--- SUPPLIED MATERIAL Enclosed Below ---
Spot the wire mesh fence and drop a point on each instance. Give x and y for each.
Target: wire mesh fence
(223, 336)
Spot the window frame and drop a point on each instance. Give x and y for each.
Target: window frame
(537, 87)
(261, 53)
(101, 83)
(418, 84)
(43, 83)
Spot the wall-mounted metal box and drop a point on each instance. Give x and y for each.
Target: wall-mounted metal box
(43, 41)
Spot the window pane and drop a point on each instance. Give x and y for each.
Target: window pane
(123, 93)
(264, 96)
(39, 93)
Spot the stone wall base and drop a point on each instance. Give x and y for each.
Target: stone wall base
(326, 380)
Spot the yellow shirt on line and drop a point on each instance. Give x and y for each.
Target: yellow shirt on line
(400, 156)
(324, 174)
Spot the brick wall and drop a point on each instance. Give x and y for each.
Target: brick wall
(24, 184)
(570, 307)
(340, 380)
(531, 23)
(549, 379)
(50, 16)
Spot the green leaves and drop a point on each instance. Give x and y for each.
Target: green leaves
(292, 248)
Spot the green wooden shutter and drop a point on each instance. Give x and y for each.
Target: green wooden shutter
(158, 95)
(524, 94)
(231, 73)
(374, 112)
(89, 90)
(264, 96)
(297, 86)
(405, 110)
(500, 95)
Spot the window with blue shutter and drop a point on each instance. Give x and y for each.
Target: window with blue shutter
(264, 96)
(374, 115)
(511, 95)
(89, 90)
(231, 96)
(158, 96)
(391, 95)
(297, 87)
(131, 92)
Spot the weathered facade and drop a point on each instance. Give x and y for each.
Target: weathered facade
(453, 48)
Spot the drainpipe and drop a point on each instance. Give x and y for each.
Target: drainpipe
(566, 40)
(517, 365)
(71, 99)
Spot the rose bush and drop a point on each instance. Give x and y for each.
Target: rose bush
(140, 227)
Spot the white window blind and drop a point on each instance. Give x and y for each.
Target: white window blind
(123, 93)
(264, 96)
--- End of Enclosed SUPPLIED MATERIAL ---
_GOAL OF THE EXERCISE_: What are the lines from the one containing "Spot the window with" through the end of the material? Reproduce them exactly, both ends included, with nothing added.

_PROBLEM SOLUTION_:
Spot the window with blue shutter and drop a point on each instance. Give x and y for each.
Target: window with blue shutter
(264, 96)
(374, 115)
(511, 95)
(89, 90)
(231, 96)
(158, 96)
(391, 95)
(297, 87)
(131, 92)
Spot the weathered facade and drop a point on each instance. Give x and y for each.
Target: weathered facade
(453, 48)
Spot the drainpipe and drop a point on each instance. Give x and y for each.
Target: drainpipe
(566, 40)
(517, 365)
(71, 99)
Spot the rose bush and drop a point on each instance. Give x and y for each.
Target: rose bush
(140, 227)
Spot the white window blind and drop a point on each instance. Give x and y for each.
Target: white window blind
(123, 93)
(264, 96)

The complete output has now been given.